• [Texto para leitura]
....

Manaus – A fumaça voltou a tomar conta de Manaus e já começa a mudar a rotina da população. O céu encoberto e o ar carregado são sinais de uma piora na qualidade do ar, situação que preocupa principalmente quem sofre com problemas respiratórios.

Na última quinta-feira (20), Manaus chegou a aparecer entre as cidades brasileiras com pior qualidade do ar no monitoramento da plataforma IQAir. Registros da própria plataforma mostram que a concentração de partículas finas, como o PM2,5, pode atingir níveis preocupantes na capital.

Para quem tem problemas respiratórios, a presença da fumaça pode ser ainda mais difícil de enfrentar. A exposição aos poluentes pode provocar irritação nas vias aéreas, tosse, falta de ar e agravamento de sintomas.

O cenário também é influenciado pelo aumento dos focos de calor no Amazonas. Até o dia 21 de agosto, o estado havia contabilizado 960 focos, segundo dados de monitoramento divulgados com base nas informações dos órgãos ambientais. O número já supera o registrado no mesmo período de 2025.

Os dados do Instituto Nacional de Pesquisas Espaciais (Inpe) também mostram a continuidade do monitoramento dos focos de calor no estado durante agosto.

....

[Registros de uma coleção]

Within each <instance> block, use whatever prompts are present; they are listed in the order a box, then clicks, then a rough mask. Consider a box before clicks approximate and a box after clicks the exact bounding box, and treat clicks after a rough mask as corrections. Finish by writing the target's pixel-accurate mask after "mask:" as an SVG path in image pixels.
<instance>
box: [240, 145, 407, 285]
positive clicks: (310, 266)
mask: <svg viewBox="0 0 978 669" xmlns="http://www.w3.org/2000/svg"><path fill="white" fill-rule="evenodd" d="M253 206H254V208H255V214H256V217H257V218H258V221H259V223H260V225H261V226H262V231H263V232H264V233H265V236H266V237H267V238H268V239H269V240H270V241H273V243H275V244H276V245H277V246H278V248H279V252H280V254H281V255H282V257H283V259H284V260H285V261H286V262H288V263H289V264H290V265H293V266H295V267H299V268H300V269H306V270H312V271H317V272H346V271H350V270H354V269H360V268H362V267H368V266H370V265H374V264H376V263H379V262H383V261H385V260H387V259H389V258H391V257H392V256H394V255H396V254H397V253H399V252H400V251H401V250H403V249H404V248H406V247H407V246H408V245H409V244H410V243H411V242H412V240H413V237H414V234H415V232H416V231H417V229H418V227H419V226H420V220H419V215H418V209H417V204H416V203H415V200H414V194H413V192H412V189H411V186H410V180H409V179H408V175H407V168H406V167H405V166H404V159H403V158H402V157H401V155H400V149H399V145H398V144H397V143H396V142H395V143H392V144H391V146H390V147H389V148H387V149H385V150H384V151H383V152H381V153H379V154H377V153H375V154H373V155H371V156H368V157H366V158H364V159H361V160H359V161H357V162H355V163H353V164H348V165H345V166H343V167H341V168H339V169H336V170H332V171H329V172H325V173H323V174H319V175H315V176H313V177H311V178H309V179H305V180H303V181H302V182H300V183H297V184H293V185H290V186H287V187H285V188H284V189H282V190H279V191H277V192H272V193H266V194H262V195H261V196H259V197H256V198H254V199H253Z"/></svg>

....

• [O que se espera]
Escreva a continuação da notícia sobre a fumaça em Manaus, começando logo após a última frase apresentada.

• [Resposta da tarefa]
Com a estiagem amazônica, o tempo mais seco e as altas temperaturas favorecem a propagação das queimadas e podem contribuir para o aumento da concentração de fumaça no ar.

A recomendação para a população é redobrar os cuidados durante os períodos de maior presença de fumaça. Pessoas dos grupos mais sensíveis devem evitar exercícios físicos ao ar livre, manter as janelas fechadas quando o ar externo estiver muito contaminado e utilizar máscara em ambientes externos. A hidratação também é importante.

A própria IQAir recomenda que grupos sensíveis reduzam atividades ao ar livre e adotem medidas para diminuir a exposição ao ar contaminado.

Com a fumaça novamente presente no céu de Manaus, o alerta volta a ser não apenas ambiental, mas também de saúde pública.